What you have to do
When you retype the entries, keep each one exact and leave out the pictures.

Records shown
+++++

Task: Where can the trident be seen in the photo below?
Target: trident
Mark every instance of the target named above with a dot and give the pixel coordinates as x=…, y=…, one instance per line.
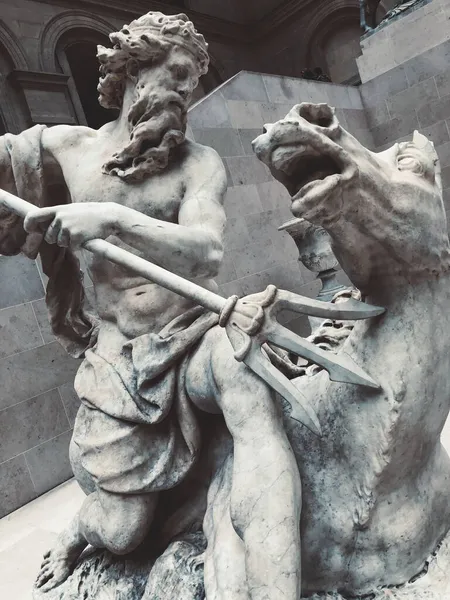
x=251, y=322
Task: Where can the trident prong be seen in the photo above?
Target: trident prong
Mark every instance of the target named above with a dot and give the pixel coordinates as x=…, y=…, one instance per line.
x=250, y=323
x=254, y=320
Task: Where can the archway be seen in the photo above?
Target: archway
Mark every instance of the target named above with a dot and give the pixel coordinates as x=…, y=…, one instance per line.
x=335, y=45
x=13, y=113
x=76, y=55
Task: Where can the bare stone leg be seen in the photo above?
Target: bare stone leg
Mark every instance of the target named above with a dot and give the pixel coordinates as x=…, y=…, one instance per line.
x=266, y=490
x=225, y=553
x=116, y=522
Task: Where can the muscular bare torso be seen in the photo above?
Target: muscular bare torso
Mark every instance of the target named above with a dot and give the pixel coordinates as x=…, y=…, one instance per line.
x=128, y=305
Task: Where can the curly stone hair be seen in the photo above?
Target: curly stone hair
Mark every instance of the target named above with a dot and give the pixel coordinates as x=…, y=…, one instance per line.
x=145, y=40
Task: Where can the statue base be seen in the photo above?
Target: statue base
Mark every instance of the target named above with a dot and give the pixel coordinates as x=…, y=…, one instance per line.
x=178, y=573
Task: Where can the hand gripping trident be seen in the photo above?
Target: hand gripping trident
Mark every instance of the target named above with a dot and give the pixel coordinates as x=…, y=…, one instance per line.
x=250, y=322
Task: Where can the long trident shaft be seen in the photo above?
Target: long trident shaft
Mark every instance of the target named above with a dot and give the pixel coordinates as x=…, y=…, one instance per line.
x=249, y=323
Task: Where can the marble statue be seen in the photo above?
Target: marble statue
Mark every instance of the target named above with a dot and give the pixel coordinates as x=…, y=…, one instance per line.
x=201, y=481
x=376, y=485
x=155, y=363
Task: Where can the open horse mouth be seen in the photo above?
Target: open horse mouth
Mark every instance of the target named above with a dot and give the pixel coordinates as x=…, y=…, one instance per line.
x=301, y=168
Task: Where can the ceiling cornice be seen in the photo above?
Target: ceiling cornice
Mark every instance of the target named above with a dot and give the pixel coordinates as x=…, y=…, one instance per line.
x=214, y=29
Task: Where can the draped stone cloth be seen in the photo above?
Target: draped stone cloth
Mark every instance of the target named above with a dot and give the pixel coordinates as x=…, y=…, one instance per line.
x=137, y=431
x=22, y=173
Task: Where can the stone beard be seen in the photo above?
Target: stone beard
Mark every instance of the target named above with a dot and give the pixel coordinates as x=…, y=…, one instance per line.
x=157, y=118
x=157, y=124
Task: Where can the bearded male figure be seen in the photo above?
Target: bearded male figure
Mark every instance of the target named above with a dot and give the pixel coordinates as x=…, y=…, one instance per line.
x=155, y=361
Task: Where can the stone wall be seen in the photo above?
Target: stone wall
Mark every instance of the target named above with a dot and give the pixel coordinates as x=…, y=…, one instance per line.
x=408, y=36
x=228, y=120
x=37, y=401
x=415, y=95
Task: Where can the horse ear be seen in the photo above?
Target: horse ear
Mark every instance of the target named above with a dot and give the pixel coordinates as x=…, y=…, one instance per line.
x=422, y=142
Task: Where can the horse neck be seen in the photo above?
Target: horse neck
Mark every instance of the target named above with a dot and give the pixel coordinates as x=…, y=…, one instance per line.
x=407, y=351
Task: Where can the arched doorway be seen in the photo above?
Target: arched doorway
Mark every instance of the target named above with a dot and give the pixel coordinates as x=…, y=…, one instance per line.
x=76, y=54
x=335, y=45
x=12, y=105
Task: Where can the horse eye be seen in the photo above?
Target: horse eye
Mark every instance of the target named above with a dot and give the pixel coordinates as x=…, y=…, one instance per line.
x=408, y=163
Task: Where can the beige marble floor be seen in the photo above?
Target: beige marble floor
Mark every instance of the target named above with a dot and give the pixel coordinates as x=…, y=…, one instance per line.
x=27, y=533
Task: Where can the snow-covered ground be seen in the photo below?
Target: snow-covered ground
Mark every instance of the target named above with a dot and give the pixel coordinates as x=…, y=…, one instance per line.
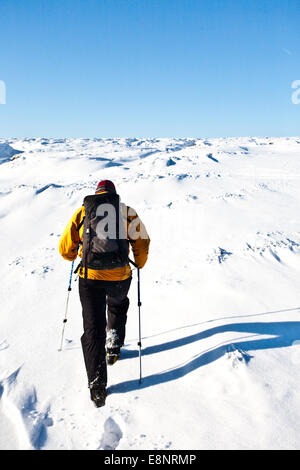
x=220, y=293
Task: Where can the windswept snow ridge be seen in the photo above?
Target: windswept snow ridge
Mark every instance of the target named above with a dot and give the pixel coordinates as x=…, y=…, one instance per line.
x=220, y=295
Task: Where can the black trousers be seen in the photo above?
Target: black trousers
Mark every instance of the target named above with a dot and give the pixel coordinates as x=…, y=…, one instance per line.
x=95, y=296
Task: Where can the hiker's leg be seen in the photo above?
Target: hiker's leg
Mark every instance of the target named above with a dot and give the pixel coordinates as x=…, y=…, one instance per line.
x=93, y=301
x=117, y=307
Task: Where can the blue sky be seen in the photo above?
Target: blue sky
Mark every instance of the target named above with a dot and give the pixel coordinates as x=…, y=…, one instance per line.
x=149, y=68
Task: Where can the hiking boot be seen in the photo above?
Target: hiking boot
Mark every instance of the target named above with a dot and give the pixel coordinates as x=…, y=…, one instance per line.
x=112, y=355
x=98, y=395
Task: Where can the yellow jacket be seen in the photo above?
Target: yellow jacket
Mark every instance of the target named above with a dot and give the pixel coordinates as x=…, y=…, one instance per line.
x=68, y=246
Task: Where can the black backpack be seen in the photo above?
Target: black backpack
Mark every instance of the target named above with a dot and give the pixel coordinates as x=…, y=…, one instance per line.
x=104, y=242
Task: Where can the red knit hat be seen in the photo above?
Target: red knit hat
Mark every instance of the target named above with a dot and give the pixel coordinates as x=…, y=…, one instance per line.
x=105, y=185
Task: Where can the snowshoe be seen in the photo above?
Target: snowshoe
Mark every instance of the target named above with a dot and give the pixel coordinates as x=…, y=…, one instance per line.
x=98, y=396
x=112, y=355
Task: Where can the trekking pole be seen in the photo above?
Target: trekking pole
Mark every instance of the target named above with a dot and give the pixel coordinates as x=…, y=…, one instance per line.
x=67, y=304
x=139, y=306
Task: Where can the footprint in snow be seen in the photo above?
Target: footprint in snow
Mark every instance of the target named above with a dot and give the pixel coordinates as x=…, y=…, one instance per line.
x=111, y=436
x=20, y=406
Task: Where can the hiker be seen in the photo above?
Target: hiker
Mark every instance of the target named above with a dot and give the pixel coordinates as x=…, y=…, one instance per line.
x=101, y=233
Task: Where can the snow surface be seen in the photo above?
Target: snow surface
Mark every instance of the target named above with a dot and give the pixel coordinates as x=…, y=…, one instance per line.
x=220, y=294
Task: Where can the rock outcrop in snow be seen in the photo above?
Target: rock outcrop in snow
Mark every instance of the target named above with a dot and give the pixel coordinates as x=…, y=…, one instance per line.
x=7, y=152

+++++

Written response
Task: Where can the trident be seen in the photo below?
Target: trident
Mark every instance of the target named above with a dot and give the pixel coordinates as x=…, y=…, one instance per line.
x=251, y=322
Task: Where can the trident prong be seen in the photo above?
Target: trident prong
Mark every instance of the target named above with a dot and give the pixel coordinates as x=…, y=…, one instance per line.
x=250, y=323
x=254, y=320
Task: Where can the archway be seen in the photo above?
Target: archway
Mark every instance of the target named above with a dot and give the pixel coordinates as x=…, y=…, one instance per line.
x=335, y=45
x=13, y=113
x=76, y=55
Task: Where can the bare stone leg be seen in the photo above?
Target: bare stone leg
Mark every instance of the target named above with a dot and give the pixel coordinates as x=…, y=…, one instance per line.
x=266, y=490
x=225, y=553
x=116, y=522
Task: Where can the muscular bare torso be seen in the photo above?
Target: muscular bare torso
Mark every instance of the target named above with a dot and give the pixel coordinates as x=…, y=…, one instance per line.
x=128, y=305
Task: Where can the curly stone hair be seen in the photo above?
Target: curly stone hair
Mark every instance of the target named above with a dot and give the pixel coordinates as x=…, y=…, one instance per line.
x=145, y=40
Task: Where can the statue base be seen in the photo above?
Target: statue base
Mark every instance of the target named above with a dot and give the pixel coordinates as x=…, y=…, one instance per line.
x=178, y=573
Task: Where can the hand gripping trident be seen in the photo above?
Target: hand gripping trident
Mark every instance of the target named above with a dot and give the pixel coordinates as x=…, y=…, one instance per line.
x=250, y=322
Task: Where can the long trident shaft be seen in the photo above?
Target: long trident shaft
Mark every instance of the target named above with a dot and give the pixel coordinates as x=…, y=…, one instance per line.
x=249, y=323
Task: Where can the marble statue be seen in the photo above?
Target: marble statue
Mark every instance of the target named above with a dot and give the pixel coordinates as x=…, y=…, one instance per line.
x=201, y=481
x=376, y=485
x=155, y=363
Task: Where can the open horse mouth be seen in the photo above?
Target: open horse mouth
Mark every instance of the target named above with a dot and give the pixel coordinates as x=…, y=…, one instance per line.
x=301, y=168
Task: Where can the ceiling cornice be seen in the photo above?
Target: ceiling cornice
Mark every instance of the target named above with a dot and give the pixel coordinates as x=…, y=…, one instance per line.
x=214, y=29
Task: Where can the draped stone cloth be seen in the photo above?
Target: draped stone cloth
Mark every instance of the target named above with a dot and give the pixel coordinates as x=…, y=…, one instance per line.
x=137, y=431
x=22, y=173
Task: Where can the stone beard be seen in the photo above?
Target: stone beard
Mark every instance of the target named above with a dot and give the pixel coordinates as x=…, y=…, one instance per line.
x=157, y=118
x=157, y=124
Task: Where can the bearded male figure be seen in the photo above?
Target: bearded male figure
Mark every instance of the target named above with a dot and give the pixel coordinates as x=…, y=…, one instance per line.
x=155, y=361
Task: Where can the stone wall be seen in the photo above?
Target: stone wall
Mark every instance of the target named above with a dot and give the pixel coordinates as x=…, y=…, one instance per line.
x=408, y=36
x=228, y=120
x=37, y=401
x=415, y=95
Task: Where can the horse ear be seen in the photo above?
Target: horse ear
Mark every instance of the target named above with a dot and give the pixel coordinates as x=…, y=…, one instance per line.
x=422, y=142
Task: Where can the horse neck be seen in the photo above?
Target: horse neck
Mark every instance of the target named above with a dot and give the pixel coordinates as x=…, y=…, one instance per line.
x=407, y=351
Task: Where can the arched doorway be seen in the photo above?
Target: arched doorway
Mark every instance of the target named above with a dot and give the pixel coordinates as x=…, y=…, one instance per line.
x=76, y=54
x=335, y=45
x=12, y=105
Task: Where can the horse eye be seen in the photo above?
Target: horse eye
Mark every instance of the target named above with a dot and give the pixel coordinates as x=…, y=…, one instance per line.
x=408, y=163
Task: Where can the beige marble floor be seen in the photo above?
Target: beige marble floor
Mark every instance of the target named above with a dot and give the pixel coordinates as x=…, y=…, one instance per line.
x=27, y=533
Task: Where can the snow-covered ground be seen in the photo below?
Target: snow-covered ground
Mark every instance of the target named above with a dot and give the pixel coordinates as x=…, y=…, one instance per line.
x=220, y=293
Task: Where can the windswept snow ridge be seen in the photo above?
Target: windswept snow ridge
Mark every instance of the target named above with a dot and give the pixel coordinates as x=…, y=…, one instance per line.
x=220, y=295
Task: Where can the black trousers be seen in the photo above?
Target: black trousers
Mark every instance of the target named above with a dot and give the pixel coordinates as x=…, y=…, one instance per line.
x=95, y=296
Task: Where can the hiker's leg be seen in the photo above?
Target: hiker's leg
Mark every instance of the target named above with a dot and give the pixel coordinates as x=…, y=…, one instance per line.
x=93, y=301
x=117, y=307
Task: Where can the blue sky be seen in the photo above?
Target: blue sky
Mark every instance of the target named above with a dot and give the pixel coordinates as x=…, y=…, one instance per line.
x=149, y=68
Task: Where can the hiking boot be seen in the photo above?
Target: hiking boot
Mark every instance of the target named above with a dot and give the pixel coordinates as x=…, y=…, one instance per line.
x=112, y=355
x=98, y=395
Task: Where can the yellow jacket be seen in the photo above?
Target: yellow jacket
Mark every instance of the target named above with a dot and give the pixel coordinates as x=…, y=…, one instance per line.
x=68, y=246
Task: Where can the black backpack be seen in the photo above?
Target: black backpack
Mark every instance of the target named above with a dot and give the pixel coordinates as x=…, y=…, one instance per line.
x=104, y=242
Task: Where can the red knit hat be seen in the photo above?
Target: red knit hat
Mark every instance of the target named above with a dot and give the pixel coordinates as x=…, y=…, one instance per line.
x=105, y=185
Task: Where can the snowshoe be seen in the photo above?
Target: snowshoe
Mark every instance of the target named above with a dot and give the pixel coordinates as x=…, y=…, one instance per line.
x=98, y=396
x=112, y=355
Task: Where can the trekking pole be seen in the photo above?
Target: trekking pole
Mark every instance of the target named above with a dot and give the pixel coordinates as x=…, y=…, one instance per line.
x=67, y=304
x=139, y=306
Task: Where can the footprint in snow be seen in the photo above?
Target: footprint in snow
Mark every instance of the target named above with a dot and give the pixel coordinates as x=…, y=…, one instance per line.
x=111, y=436
x=20, y=406
Task: Where can the hiker be seen in the photo above?
Target: hiker
Mark every instance of the target named above with a dot and give the pixel coordinates as x=…, y=…, one instance per line.
x=101, y=233
Task: Where can the snow surface be seen in the photo above?
Target: snow surface
Mark every instance of the target named above with a dot and give the pixel coordinates as x=…, y=…, one instance per line.
x=220, y=294
Task: Where can the rock outcrop in snow be seen in the photo above?
Target: rock outcrop in snow
Mark every instance of the target named above with a dot and give the pixel coordinates as x=…, y=…, one instance per line.
x=7, y=152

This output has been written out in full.